Der Iran ist gefährlich
- Markus
- Aug 27, 2018
- 9 min read
Updated: Oct 19, 2021

Vor diesem Land wurde ich am meisten gewarnt. Es sei gefährlich. Ich kann jetzt sagen, sie hatten Recht. Aber wohl in einer ganz anderen Weise wie sie eigentlich dachten. Von der Regierung bekomme ich nichts mit. Von den Mullah sehe ich nur die Fotos überall und höre die Beschwerden der Leute. Der Rechte auf dem Foto ist der verstorbene, der die islamische Revolution vor vielen Jahren angeführt hat, der Linke sein von ihm bestimmter Nachfolger. Es gibt wenig Fernsehen. So anders wie in der Türkei, wo aus jeder Röhre der Drohkulissen-schaffende Erdogan brüllt. Attentate gibt es nicht. Die Menschen sind wundervoll herzlich. Ich fühle mich wirklich sicher. Nein, was hier wirklich gefährlich ist, ist der Straßenverkehr. Der Liter Benzin kostet 26 Cent. Iran ist Auto. Vor jedem Ort reiht sich Autowerkstatt an Autowerkstatt. Die Straßen sind brechend voll. Es rußt. Der Großteil der Autos und LKWs stammt aus einer Zeit vor unserer Zeit.

Wenn ich mir überlege was man bei uns für ein Drama macht mit Abgaswerten, die kein Konzern ohne zu bescheißen wirtschaftlich erreichen kann, erscheint mir das alles wie ein Witz. Wenn man wirklich was reißen wollte, müsste man zusammen Lösungen finden. Aber dafür bleibt keine Zeit während man sich die Köpfe einschlägt weil man andere Vorstellungen vom Freund im Himmel oder von Ländern und Grenzen hat. Ich bin da ganz bei John Lennon "Imagine theres no Countries". Naja, die Straßen sind jedenfalls unglaublich voll. Verkehrsregeln sind grobe Anhaltspunkte und oft noch nicht mal das. Dass diese Sache mit dem Fahrrad keiner versteht ist mir ja in der Osttürkei schon langsam aufgefallen. Da werden 80 km mit 2 Stunden geschätzt und ich im Verkehr wie ein Auto behandelt. Samt Abdrängen, Ausbremsen, Anhupen und mit hoher Geschwindigkeit an mir vorbei fahren.

- _Gesammelte Daten_:
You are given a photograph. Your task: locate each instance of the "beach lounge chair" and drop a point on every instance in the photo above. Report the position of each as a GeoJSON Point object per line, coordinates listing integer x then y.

- _Aufgabe_: Prüfe für jede Aussage, ob sie mit dem Text über den Iran übereinstimmt: (a) Ein Liter Benzin kostet 26 Cent. (b) Attentate kommen häufig vor. (c) Die meisten Autos und LKWs sind neu. Antworte jeweils mit Ja oder Nein und zitiere die ausschlaggebenden Worte wörtlich. Die Auflistung wird hierfür nicht gebraucht.

- _Erledigte Aufgabe_:
(a) Ja: „Der Liter Benzin kostet 26 Cent."
(b) Nein: „Attentate gibt es nicht."
(c) Nein: „Der Großteil der Autos und LKWs stammt aus einer Zeit vor unserer Zeit."